JOB:
Below are some records. Write out the lines from the one containing "the black glove" to the last line, word for word, leaving out pictures.

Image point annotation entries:

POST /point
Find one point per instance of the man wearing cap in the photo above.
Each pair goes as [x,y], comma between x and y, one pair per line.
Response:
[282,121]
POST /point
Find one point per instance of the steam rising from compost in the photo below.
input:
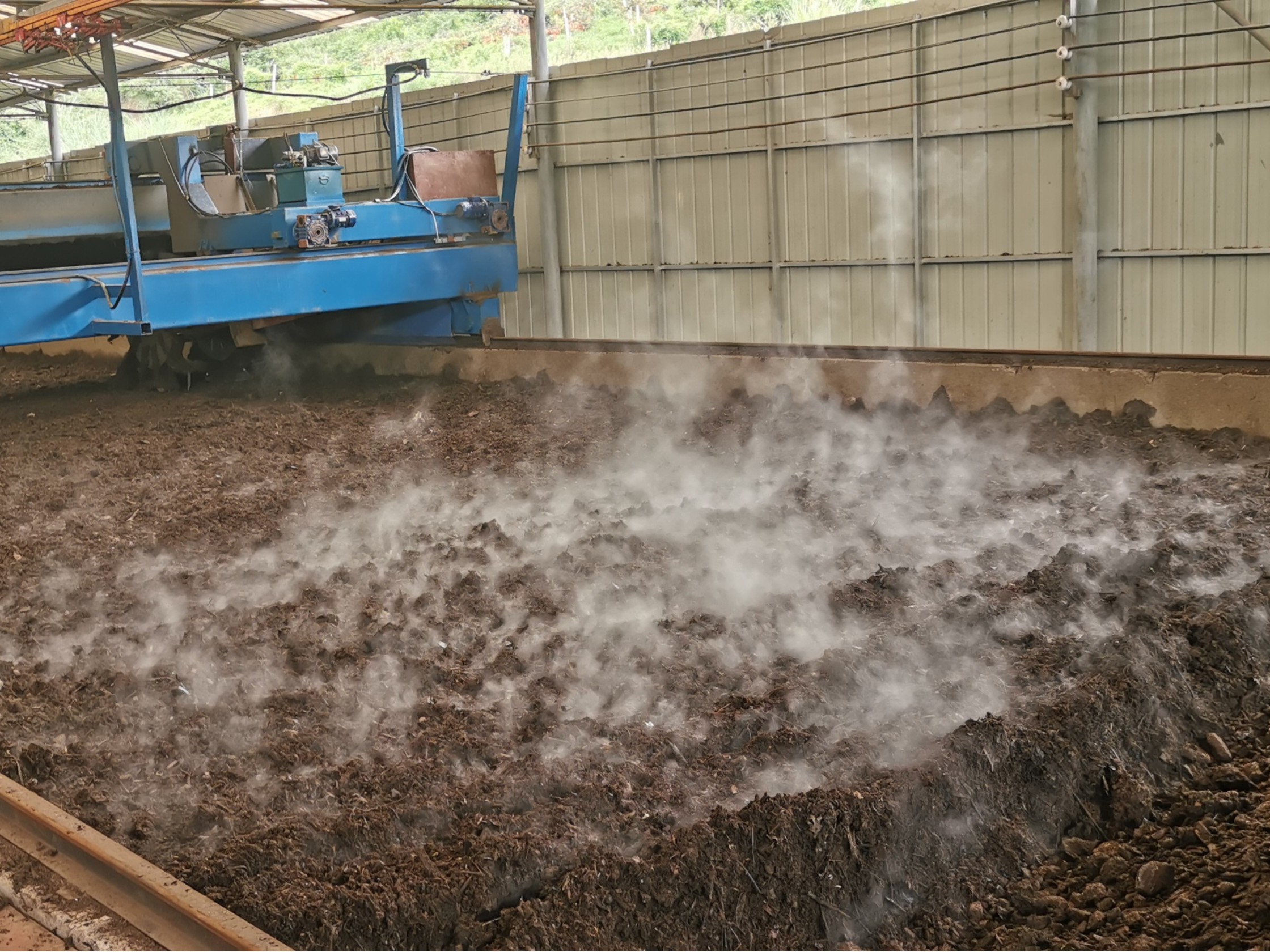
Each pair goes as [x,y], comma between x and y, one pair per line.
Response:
[771,597]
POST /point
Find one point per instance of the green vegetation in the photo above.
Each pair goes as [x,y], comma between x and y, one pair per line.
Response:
[459,48]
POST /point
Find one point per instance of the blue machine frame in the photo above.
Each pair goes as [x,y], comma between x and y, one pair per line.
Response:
[429,271]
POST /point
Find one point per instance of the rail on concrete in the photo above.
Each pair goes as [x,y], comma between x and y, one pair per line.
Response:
[158,904]
[1189,393]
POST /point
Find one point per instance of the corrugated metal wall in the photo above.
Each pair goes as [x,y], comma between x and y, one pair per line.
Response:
[781,187]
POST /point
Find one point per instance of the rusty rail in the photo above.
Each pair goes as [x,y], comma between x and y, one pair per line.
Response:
[158,904]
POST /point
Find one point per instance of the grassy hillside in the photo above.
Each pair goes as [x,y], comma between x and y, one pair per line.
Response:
[459,46]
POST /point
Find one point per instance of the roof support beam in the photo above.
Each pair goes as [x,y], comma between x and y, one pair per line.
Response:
[1234,13]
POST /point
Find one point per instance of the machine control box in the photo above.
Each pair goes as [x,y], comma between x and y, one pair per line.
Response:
[313,184]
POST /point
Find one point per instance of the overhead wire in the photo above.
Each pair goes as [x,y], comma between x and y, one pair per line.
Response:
[806,67]
[810,41]
[864,84]
[1195,35]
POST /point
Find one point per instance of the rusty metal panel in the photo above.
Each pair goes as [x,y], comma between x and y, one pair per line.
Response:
[451,175]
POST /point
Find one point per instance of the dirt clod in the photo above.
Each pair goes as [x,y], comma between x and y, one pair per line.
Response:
[1155,877]
[1217,748]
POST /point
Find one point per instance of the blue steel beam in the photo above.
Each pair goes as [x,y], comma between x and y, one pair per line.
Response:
[64,211]
[376,221]
[515,130]
[64,304]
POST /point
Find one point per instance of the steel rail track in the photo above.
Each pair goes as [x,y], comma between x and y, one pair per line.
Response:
[153,902]
[1197,363]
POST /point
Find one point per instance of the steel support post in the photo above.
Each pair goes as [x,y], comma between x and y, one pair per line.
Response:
[780,306]
[654,175]
[54,117]
[236,73]
[121,177]
[548,210]
[1085,167]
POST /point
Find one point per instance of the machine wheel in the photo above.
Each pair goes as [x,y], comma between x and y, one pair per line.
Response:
[159,362]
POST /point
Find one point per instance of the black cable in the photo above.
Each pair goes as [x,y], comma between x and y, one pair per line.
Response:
[147,111]
[124,287]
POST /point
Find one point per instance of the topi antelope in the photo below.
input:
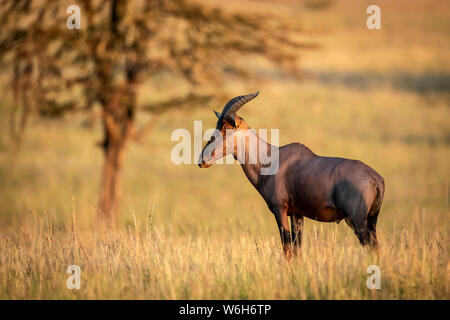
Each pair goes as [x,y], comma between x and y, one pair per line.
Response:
[305,185]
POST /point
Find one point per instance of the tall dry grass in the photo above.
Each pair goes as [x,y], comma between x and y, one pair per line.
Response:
[382,97]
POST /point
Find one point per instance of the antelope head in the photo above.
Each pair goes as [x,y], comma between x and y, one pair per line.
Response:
[228,130]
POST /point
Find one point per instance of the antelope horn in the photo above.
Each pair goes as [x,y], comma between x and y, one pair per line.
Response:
[236,103]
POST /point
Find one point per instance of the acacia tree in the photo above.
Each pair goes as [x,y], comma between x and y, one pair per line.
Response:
[54,70]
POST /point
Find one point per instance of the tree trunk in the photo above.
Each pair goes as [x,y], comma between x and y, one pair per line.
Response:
[110,183]
[118,121]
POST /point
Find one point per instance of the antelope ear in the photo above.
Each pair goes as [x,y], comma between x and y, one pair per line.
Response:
[231,119]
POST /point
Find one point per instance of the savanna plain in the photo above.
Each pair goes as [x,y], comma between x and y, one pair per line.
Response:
[381,96]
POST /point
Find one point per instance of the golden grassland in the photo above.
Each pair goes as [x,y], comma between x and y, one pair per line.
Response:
[378,96]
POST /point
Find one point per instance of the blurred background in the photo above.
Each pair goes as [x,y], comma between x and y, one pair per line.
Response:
[87,114]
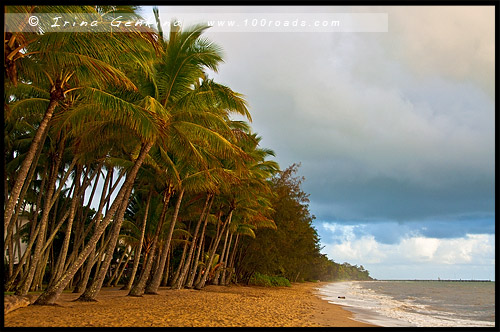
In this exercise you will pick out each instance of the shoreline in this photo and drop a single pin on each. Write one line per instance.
(214, 306)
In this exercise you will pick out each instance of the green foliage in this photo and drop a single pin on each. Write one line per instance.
(259, 279)
(292, 250)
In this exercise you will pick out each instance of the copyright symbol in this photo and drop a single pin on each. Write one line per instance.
(33, 21)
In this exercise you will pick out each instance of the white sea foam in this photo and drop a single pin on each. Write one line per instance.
(383, 310)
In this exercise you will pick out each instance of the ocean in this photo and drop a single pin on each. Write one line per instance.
(416, 303)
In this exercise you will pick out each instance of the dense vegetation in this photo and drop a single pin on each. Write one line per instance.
(123, 167)
(292, 250)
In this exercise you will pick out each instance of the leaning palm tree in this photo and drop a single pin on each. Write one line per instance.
(58, 64)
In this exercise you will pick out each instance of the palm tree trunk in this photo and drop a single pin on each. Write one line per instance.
(21, 198)
(117, 280)
(52, 293)
(91, 292)
(225, 261)
(26, 284)
(194, 268)
(115, 272)
(222, 258)
(231, 260)
(138, 289)
(137, 253)
(82, 285)
(28, 160)
(178, 284)
(203, 280)
(175, 279)
(152, 287)
(64, 250)
(166, 273)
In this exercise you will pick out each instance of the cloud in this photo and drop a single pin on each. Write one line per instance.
(423, 256)
(395, 132)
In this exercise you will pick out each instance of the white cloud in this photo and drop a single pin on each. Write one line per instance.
(421, 255)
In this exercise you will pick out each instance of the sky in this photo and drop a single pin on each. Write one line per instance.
(394, 129)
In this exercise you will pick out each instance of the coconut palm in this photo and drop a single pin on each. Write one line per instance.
(57, 65)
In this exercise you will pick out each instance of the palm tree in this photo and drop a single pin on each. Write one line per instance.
(58, 65)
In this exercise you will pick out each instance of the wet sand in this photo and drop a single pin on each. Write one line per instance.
(214, 306)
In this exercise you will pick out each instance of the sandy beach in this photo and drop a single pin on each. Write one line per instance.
(214, 306)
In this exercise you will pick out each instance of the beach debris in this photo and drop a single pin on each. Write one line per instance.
(13, 302)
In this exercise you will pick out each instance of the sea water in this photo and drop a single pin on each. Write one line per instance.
(416, 303)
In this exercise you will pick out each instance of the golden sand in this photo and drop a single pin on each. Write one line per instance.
(214, 306)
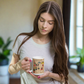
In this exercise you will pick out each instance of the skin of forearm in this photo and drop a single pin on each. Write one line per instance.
(14, 68)
(56, 77)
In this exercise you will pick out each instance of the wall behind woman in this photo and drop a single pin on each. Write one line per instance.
(16, 16)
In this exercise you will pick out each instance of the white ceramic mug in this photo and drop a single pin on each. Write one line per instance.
(37, 65)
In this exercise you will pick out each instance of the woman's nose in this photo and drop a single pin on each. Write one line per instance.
(44, 24)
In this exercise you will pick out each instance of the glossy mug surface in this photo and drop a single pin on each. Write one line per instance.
(37, 65)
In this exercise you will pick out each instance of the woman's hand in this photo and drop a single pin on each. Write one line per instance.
(25, 64)
(45, 74)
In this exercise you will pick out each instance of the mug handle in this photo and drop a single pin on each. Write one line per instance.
(31, 66)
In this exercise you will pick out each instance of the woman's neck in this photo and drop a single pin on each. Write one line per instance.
(41, 39)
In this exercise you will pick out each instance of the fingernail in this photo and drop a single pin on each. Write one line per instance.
(38, 77)
(30, 60)
(28, 71)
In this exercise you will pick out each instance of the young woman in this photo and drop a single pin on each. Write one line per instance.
(47, 40)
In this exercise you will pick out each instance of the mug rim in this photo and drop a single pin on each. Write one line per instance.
(37, 57)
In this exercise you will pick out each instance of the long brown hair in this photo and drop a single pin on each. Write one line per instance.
(57, 37)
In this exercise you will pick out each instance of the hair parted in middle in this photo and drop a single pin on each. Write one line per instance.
(57, 37)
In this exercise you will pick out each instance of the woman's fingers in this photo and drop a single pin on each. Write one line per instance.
(26, 63)
(32, 74)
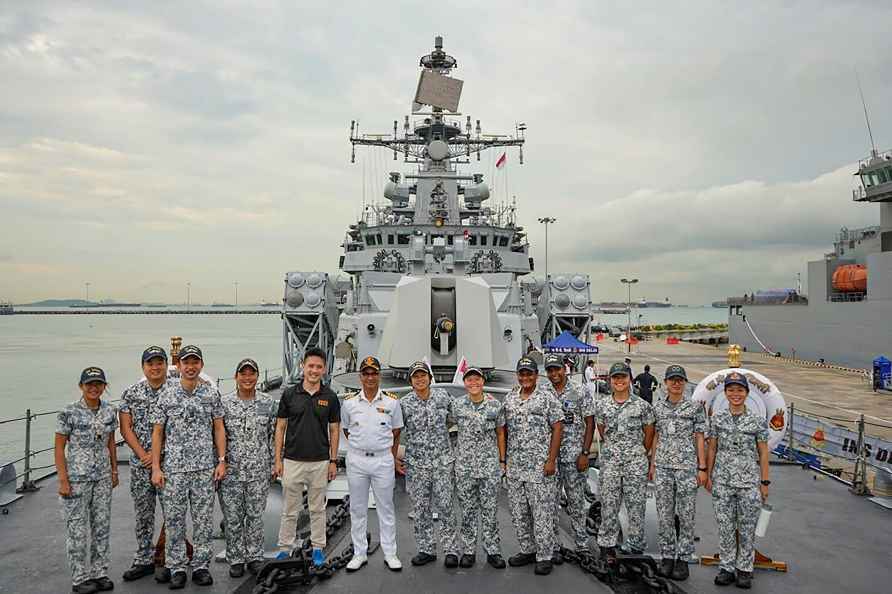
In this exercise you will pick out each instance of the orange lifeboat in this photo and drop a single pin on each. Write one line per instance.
(850, 278)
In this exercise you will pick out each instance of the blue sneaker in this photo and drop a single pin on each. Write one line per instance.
(318, 557)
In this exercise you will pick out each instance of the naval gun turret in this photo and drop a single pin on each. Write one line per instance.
(436, 268)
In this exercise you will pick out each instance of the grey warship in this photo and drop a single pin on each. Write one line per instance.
(436, 290)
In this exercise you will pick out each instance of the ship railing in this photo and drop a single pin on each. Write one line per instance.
(35, 461)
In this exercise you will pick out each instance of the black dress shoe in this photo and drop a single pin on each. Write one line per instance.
(681, 571)
(724, 578)
(202, 577)
(177, 581)
(542, 568)
(236, 570)
(162, 575)
(521, 559)
(666, 567)
(496, 561)
(423, 559)
(138, 571)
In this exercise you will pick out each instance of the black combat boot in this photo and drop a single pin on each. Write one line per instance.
(744, 579)
(724, 578)
(666, 567)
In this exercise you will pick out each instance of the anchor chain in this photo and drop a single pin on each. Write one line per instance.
(298, 569)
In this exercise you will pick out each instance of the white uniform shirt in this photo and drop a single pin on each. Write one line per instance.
(370, 424)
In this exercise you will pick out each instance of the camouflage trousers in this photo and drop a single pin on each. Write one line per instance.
(192, 492)
(479, 502)
(143, 493)
(243, 504)
(87, 515)
(532, 513)
(431, 490)
(736, 512)
(676, 495)
(623, 482)
(573, 483)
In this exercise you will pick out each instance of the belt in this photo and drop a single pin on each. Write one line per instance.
(368, 453)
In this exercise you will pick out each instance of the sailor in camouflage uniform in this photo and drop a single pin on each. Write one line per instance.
(678, 468)
(626, 425)
(137, 402)
(86, 463)
(578, 429)
(738, 469)
(533, 416)
(188, 428)
(429, 464)
(479, 465)
(249, 419)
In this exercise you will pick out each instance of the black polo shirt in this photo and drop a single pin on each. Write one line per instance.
(306, 437)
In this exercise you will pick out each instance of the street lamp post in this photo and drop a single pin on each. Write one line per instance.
(629, 282)
(547, 221)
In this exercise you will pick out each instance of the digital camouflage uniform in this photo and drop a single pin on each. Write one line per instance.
(624, 467)
(188, 461)
(477, 471)
(250, 439)
(138, 401)
(735, 485)
(429, 468)
(576, 405)
(531, 494)
(89, 474)
(675, 475)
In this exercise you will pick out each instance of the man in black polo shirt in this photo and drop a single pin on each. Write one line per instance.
(307, 439)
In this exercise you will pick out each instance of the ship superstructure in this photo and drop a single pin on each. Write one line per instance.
(847, 315)
(435, 271)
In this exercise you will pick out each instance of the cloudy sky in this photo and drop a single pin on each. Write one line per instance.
(706, 150)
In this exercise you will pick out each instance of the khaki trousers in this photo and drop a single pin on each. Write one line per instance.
(313, 475)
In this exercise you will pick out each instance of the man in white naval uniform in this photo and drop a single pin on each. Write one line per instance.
(372, 420)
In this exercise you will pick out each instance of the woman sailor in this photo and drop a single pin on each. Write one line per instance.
(86, 462)
(737, 462)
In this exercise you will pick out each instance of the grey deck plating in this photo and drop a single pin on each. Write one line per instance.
(833, 542)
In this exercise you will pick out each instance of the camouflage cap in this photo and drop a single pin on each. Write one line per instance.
(737, 378)
(553, 360)
(527, 364)
(619, 369)
(676, 371)
(153, 352)
(93, 374)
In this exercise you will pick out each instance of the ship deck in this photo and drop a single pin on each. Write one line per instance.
(833, 542)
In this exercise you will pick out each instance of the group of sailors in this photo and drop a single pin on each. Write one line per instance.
(188, 442)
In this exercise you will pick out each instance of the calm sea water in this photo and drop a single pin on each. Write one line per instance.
(41, 356)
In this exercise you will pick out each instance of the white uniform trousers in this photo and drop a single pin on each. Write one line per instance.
(377, 471)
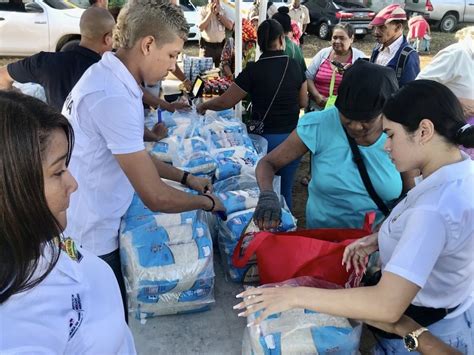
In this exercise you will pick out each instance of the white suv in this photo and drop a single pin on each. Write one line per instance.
(42, 25)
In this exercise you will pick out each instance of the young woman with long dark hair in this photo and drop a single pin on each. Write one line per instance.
(54, 296)
(426, 244)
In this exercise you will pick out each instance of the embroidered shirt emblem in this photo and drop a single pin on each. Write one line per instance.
(76, 320)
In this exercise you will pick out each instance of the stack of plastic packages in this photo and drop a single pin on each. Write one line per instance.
(231, 146)
(165, 148)
(194, 66)
(301, 331)
(239, 195)
(167, 260)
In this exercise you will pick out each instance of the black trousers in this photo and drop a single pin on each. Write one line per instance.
(113, 260)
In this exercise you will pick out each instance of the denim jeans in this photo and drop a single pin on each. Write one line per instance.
(457, 332)
(288, 172)
(113, 260)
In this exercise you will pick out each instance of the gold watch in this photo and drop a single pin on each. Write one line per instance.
(411, 339)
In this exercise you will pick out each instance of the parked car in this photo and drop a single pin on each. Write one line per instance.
(445, 14)
(229, 6)
(42, 25)
(324, 15)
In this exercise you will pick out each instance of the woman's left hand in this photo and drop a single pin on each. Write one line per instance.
(269, 300)
(201, 185)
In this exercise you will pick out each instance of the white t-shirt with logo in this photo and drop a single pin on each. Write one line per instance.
(76, 309)
(106, 111)
(428, 239)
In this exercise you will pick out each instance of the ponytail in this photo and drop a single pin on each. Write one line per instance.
(267, 33)
(465, 136)
(429, 99)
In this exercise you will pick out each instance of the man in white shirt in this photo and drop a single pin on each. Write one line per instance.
(213, 23)
(393, 49)
(109, 160)
(300, 14)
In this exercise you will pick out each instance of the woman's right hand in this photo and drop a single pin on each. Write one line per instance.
(267, 214)
(356, 254)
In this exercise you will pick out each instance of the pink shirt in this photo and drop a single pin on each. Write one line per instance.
(322, 79)
(418, 27)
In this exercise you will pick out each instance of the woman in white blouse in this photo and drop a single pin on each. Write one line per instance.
(426, 244)
(55, 298)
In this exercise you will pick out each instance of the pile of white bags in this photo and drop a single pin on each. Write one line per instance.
(301, 331)
(239, 195)
(167, 261)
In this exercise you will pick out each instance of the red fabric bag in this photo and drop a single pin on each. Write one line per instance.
(312, 252)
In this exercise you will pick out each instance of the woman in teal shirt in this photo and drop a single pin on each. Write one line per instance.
(337, 196)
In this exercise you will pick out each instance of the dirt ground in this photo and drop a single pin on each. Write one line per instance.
(300, 194)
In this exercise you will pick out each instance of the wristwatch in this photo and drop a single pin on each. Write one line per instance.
(411, 339)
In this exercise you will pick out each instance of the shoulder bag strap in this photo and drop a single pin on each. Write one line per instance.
(333, 80)
(402, 60)
(278, 89)
(365, 175)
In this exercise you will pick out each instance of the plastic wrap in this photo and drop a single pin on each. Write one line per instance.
(241, 200)
(260, 144)
(235, 161)
(31, 89)
(167, 260)
(192, 155)
(163, 150)
(301, 331)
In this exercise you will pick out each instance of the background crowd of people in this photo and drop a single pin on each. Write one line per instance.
(382, 135)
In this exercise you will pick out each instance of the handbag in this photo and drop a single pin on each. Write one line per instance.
(332, 98)
(365, 175)
(313, 252)
(257, 126)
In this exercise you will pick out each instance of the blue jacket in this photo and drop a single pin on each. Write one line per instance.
(412, 66)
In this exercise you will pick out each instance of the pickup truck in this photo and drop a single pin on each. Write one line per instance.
(41, 25)
(446, 14)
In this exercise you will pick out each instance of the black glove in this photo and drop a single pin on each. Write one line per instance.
(268, 211)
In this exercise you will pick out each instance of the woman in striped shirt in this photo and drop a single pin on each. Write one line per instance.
(320, 71)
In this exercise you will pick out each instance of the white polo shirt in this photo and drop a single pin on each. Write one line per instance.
(428, 239)
(387, 53)
(106, 111)
(76, 309)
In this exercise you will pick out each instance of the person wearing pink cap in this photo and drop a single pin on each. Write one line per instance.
(393, 49)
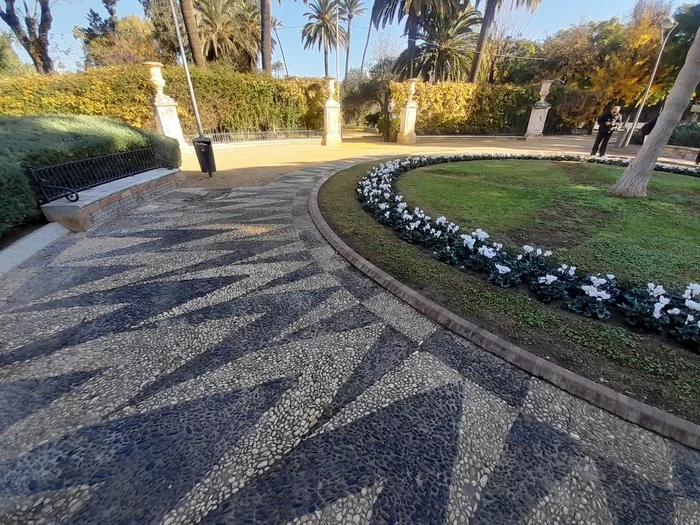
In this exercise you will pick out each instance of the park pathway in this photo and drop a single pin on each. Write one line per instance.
(208, 358)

ANSWER TO THIS EXERCISE:
In this exercise you will pick out each instance of the black glove in this photo and drop a single pin on each. Write one line per instance.
(268, 211)
In this exercise you will pick out each instance of the woman in striped shirt in this photo and drop a single pin on each. Write one line per instance.
(320, 71)
In this exercise you will pick out each instance of the white polo shirt in this photo and drop a single pin on each. Write one line per instance.
(428, 239)
(387, 53)
(106, 111)
(76, 309)
In this exercise you will pick out each instance of the person wearing pink cap in this photo and drop a single pin on each. Write one line per instance.
(393, 49)
In this exercise you will pick out each instance of the park pathway in this photo and drop a single pin on each. Write one line per instance.
(208, 358)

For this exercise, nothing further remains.